Sunday, October 15, 2006

Michael Pollan Argues That Food Safety is Another Reason to Buy Your Food Locally

If a seemingly innocuous vegetable like spinach makes 200 people around the country sick because it’s contaminated with a deadly strain of E coli, is it better to change the way we produce and distribute food or to employ technology to disinfect food?

In today’s Times Magazine, Michael Pollan argues persuasively for the former. The foundations of his argument are statistics that are eye-opening and insights that, while not new, are worth reiterating. He writes:

… the way we farm and the way we process our food, both of which have been industrialized and centralized over the last few decades, are endangering our health. The Centers for Disease Control and Prevention estimate that our food supply now sickens 76 million Americans every year, putting more than 300,000 of them in the hospital, and killing 5,000. The lethal strain of E. coli known as 0157:H7, responsible for this latest outbreak of food poisoning, was unknown before 1982; it is believed to have evolved in the gut of feedlot cattle. These are animals that stand around in their manure all day long, eating a diet of grain that happens to turn a cow’s rumen into an ideal habitat for E. coli 0157:H7. (The bug can’t survive long in cattle living on grass.) Industrial animal agriculture produces more than a billion tons of manure every year, manure that, besides being full of nasty microbes like E. coli 0157:H7 (not to mention high concentrations of the pharmaceuticals animals must receive so they can tolerate the feedlot lifestyle), often ends up in places it shouldn’t be, rather than in pastures, where it would not only be harmless but also actually do some good. To think of animal manure as pollution rather than fertility is a relatively new (and industrial) idea.

*****

Activity:
Continue the piece on food safety and buying food locally, starting right after its last sentence.

Data for analysis:

*****

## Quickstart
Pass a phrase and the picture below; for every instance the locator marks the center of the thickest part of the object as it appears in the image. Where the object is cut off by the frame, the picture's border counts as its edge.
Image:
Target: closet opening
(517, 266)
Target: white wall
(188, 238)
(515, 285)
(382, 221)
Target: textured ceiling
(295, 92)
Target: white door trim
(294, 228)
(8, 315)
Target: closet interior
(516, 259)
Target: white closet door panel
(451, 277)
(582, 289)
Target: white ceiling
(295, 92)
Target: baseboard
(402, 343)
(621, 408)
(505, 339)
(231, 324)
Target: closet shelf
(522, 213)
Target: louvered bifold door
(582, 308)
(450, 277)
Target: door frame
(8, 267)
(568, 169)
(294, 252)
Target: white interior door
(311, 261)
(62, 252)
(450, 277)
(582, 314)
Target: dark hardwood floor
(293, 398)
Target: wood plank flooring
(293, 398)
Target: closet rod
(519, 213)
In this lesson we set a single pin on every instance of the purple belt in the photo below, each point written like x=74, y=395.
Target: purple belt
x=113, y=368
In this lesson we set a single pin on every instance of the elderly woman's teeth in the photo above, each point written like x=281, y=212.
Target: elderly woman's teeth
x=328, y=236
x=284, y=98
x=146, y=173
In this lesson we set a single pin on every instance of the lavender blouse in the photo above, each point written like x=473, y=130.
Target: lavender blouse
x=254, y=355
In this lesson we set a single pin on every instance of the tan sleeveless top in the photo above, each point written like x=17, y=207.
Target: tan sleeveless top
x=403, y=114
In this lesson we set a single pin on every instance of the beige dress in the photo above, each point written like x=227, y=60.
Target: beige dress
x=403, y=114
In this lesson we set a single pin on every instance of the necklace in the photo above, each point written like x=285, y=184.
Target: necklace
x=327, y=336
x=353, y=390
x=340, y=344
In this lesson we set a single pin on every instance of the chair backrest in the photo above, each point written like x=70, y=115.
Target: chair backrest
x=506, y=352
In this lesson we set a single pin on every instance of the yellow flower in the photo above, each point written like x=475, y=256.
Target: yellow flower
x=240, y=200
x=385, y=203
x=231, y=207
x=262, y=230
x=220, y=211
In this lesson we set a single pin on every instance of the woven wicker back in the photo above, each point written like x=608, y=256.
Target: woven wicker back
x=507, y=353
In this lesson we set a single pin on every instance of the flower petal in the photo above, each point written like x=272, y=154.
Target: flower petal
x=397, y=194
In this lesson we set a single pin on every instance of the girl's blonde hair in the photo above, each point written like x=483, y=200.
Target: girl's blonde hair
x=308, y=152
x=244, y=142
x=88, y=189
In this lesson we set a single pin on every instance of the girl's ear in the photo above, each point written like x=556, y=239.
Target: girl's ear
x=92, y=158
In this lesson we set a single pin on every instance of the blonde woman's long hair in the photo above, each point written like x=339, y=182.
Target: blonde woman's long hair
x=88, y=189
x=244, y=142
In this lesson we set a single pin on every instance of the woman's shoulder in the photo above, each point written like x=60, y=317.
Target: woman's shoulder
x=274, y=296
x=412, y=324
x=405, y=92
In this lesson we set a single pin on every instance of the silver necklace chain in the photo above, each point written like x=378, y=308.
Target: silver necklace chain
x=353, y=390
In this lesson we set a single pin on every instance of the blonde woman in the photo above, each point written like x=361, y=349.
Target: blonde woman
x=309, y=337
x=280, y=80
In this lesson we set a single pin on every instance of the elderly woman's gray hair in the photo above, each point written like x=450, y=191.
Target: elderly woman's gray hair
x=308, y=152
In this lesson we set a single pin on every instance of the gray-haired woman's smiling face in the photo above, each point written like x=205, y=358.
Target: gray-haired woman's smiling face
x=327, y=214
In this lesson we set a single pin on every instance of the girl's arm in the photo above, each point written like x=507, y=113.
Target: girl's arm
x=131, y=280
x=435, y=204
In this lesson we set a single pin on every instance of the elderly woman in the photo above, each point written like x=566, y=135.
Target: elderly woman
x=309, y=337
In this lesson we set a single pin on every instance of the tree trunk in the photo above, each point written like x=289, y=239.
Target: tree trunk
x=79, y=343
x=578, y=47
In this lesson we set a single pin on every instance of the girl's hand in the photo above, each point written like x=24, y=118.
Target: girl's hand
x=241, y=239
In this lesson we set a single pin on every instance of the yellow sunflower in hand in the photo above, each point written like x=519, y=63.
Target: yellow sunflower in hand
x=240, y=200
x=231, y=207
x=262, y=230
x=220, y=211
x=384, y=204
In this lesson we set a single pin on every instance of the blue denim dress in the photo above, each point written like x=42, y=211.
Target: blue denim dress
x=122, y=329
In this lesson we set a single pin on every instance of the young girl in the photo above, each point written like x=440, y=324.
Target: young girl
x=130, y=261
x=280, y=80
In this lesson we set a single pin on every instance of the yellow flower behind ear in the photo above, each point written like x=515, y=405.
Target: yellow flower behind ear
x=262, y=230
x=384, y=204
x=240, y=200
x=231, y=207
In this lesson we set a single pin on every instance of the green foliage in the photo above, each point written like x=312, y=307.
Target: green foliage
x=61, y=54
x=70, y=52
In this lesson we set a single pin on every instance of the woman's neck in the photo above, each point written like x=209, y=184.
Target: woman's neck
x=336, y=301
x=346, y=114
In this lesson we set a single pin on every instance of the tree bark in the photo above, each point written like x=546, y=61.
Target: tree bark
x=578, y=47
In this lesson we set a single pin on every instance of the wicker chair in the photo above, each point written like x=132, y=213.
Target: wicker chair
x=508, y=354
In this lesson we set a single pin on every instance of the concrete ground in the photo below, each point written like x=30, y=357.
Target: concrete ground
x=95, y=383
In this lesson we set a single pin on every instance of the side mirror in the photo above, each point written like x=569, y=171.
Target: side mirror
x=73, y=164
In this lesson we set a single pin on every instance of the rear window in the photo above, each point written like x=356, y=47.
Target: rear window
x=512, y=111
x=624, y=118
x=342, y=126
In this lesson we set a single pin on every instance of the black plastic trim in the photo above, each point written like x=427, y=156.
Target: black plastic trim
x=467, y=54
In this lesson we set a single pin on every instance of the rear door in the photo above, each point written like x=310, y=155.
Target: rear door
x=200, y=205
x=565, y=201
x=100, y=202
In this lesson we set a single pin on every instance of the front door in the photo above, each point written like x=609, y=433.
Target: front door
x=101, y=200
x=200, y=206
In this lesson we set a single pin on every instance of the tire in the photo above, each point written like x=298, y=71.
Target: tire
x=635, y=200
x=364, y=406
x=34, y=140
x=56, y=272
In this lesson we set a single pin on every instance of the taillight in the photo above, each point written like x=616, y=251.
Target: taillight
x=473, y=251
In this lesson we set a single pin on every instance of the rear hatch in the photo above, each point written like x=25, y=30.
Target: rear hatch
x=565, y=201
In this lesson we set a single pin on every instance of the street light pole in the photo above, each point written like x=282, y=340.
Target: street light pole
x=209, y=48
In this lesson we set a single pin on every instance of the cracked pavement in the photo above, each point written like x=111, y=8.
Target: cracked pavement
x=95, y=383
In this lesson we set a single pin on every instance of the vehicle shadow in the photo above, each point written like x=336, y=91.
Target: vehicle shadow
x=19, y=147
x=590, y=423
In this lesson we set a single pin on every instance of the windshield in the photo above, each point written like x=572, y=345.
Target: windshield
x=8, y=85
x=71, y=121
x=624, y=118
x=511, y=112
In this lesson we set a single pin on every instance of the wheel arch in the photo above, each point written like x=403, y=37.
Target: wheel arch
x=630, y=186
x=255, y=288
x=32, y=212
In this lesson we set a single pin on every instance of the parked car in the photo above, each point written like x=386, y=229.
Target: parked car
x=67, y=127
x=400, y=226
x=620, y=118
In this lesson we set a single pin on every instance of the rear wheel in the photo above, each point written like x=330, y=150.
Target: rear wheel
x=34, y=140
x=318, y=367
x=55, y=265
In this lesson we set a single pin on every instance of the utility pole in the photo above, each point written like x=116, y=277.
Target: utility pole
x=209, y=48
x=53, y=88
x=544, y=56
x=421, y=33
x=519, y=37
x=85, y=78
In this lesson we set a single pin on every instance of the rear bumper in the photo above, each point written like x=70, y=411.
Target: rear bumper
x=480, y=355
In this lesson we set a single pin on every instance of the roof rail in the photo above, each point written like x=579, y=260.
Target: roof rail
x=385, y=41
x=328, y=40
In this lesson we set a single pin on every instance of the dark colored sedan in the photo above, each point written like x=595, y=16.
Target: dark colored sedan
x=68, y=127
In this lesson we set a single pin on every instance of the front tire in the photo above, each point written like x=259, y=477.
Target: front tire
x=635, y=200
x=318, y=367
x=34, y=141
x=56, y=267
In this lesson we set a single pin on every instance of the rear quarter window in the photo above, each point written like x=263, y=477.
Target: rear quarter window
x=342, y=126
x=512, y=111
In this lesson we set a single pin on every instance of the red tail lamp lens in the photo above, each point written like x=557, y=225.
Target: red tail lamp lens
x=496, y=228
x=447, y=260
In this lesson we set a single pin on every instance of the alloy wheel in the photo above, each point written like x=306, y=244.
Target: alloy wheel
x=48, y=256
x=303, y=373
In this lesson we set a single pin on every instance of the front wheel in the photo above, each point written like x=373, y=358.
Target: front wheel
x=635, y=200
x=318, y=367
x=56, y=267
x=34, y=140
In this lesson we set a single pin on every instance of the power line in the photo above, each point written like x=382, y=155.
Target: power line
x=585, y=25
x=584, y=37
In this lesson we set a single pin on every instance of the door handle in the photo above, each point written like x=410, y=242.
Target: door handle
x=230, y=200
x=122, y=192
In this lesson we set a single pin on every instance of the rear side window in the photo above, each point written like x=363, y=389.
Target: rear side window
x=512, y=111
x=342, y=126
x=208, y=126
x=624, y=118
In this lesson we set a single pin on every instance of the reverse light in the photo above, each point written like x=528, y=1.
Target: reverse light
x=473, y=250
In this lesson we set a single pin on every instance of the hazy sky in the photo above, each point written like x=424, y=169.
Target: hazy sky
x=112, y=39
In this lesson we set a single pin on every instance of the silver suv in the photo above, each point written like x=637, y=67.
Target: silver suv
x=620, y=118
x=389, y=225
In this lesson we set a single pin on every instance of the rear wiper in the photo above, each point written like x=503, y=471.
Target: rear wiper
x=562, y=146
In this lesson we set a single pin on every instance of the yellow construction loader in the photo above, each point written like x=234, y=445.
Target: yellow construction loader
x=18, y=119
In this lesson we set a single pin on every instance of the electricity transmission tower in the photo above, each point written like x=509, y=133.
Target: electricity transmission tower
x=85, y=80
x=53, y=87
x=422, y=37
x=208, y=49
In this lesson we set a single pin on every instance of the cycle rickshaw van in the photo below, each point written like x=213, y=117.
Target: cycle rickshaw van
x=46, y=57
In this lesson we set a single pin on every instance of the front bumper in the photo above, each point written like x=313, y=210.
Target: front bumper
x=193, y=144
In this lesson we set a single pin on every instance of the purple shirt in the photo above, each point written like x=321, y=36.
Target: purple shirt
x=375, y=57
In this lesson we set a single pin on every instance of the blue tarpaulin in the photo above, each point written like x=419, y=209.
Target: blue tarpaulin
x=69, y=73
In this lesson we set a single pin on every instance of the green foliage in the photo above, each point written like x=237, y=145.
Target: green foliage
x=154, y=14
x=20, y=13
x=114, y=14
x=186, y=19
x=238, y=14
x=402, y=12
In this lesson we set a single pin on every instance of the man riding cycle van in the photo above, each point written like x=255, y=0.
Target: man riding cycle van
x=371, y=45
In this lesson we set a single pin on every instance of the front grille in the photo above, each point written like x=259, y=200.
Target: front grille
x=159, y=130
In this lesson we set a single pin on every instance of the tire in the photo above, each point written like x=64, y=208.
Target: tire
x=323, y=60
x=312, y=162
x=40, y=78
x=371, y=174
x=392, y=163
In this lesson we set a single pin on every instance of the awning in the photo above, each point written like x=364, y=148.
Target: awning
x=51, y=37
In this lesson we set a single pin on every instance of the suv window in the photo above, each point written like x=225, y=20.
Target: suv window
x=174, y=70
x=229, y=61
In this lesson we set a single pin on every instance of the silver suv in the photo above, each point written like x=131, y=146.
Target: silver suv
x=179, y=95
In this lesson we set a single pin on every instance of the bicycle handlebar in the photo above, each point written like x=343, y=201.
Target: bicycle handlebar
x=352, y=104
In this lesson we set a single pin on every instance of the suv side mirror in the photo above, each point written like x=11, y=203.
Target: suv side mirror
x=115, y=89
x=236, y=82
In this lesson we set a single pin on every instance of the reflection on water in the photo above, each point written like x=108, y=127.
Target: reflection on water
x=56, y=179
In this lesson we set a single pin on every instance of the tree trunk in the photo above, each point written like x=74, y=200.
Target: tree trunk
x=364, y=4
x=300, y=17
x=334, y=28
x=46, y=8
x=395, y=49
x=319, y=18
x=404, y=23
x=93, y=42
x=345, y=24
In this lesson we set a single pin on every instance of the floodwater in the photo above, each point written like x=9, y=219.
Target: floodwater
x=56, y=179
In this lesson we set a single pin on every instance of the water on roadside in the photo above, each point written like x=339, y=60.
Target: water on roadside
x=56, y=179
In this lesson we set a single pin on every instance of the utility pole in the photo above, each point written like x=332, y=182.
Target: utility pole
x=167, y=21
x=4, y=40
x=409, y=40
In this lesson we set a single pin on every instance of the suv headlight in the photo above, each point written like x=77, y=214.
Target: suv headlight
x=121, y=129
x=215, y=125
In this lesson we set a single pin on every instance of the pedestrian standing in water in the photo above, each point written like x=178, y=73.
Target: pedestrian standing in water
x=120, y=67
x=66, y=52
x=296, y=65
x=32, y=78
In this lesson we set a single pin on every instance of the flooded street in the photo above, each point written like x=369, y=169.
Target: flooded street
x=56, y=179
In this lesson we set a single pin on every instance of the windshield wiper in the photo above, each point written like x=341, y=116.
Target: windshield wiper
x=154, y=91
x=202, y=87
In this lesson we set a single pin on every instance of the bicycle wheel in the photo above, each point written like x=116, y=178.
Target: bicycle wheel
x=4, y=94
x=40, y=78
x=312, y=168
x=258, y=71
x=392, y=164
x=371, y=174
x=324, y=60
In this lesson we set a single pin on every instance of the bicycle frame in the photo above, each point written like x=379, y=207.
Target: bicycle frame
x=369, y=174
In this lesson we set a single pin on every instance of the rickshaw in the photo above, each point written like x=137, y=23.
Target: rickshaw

*****

Answer for this exercise:
Wendell Berry once wrote that when we took animals off farms and put them onto feedlots, we had, in effect, taken an old solution — the one where crops feed animals and animals’ waste feeds crops — and neatly divided it into two new problems: a fertility problem on the farm, and a pollution problem on the feedlot. Rather than return to that elegant solution, however, industrial agriculture came up with a technological fix for the first problem — chemical fertilizers on the farm. As yet, there is no good fix for the second problem, unless you count irradiation and Haccp plans and overcooking your burgers and, now, staying away from spinach. All of these solutions treat E. coli 0157:H7 as an unavoidable fact of life rather than what it is: a fact of industrial agriculture.


Pollan’s solution is to rely on localized, decentralized food as much as possible. If you buy your meat and vegetables from local producers, you know exactly what you’re getting and where it came from, and you know who is responsible if something goes wrong. A decentralized food supply also means there is less of a chance of something big going wrong – and by big, he includes deliberate contamination by terrorists.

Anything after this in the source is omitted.